Source excerpt:
========

Initial research into the association between landscape structure and nest predation generally used nest success as the response variable of interest, including the observed fates of nests (Hoover and Brittingham 1998, Driscoll et al. 2005) or the pre-estimated Mayfield (1961) daily survival rates of nests (Robinson et al. 1995, Hoover et al. 1995, Fauth 2000). More recently, researchers have used hierarchical models to estimate daily survival rates as functions of important landscape variables specified as predictor variables (Mattsson and Niemi 2006, Chapa-Vargas and Robinson 2007) together with information-theoretic methods for model selection (Burnham and Anderson 2002). However, nests fail due to causes other than nest predation, such as adverse weather and abandonment (Ricklefs 1969). Thus, methods that fit regression models to nest survival probability alone potentially conflate the hypothesis of interest (that nest predation depends upon patch and landscape structure) with unintended hypotheses (e.g., that adverse weather-related failures and abandonment rates also depend upon landscape structure according to the same functional relationship). Etterson et al. (2007a, 2007b) described a general methodology for competing risks estimation that allows specification of hierarchical models separately by cause of failure that avoids conflation of hypotheses across causes of failure.

========

Information shown:
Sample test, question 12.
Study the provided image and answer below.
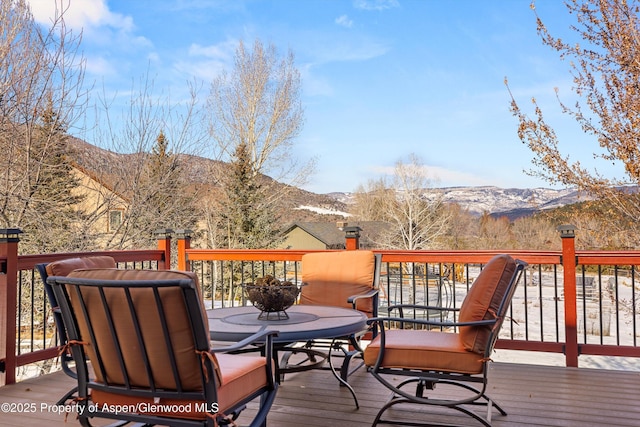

========

Problem to solve: In the nest predation passage, besides predation, what two causes of nest failure are named? The data plays no part in this.

Response to the task: Adverse weather and abandonment.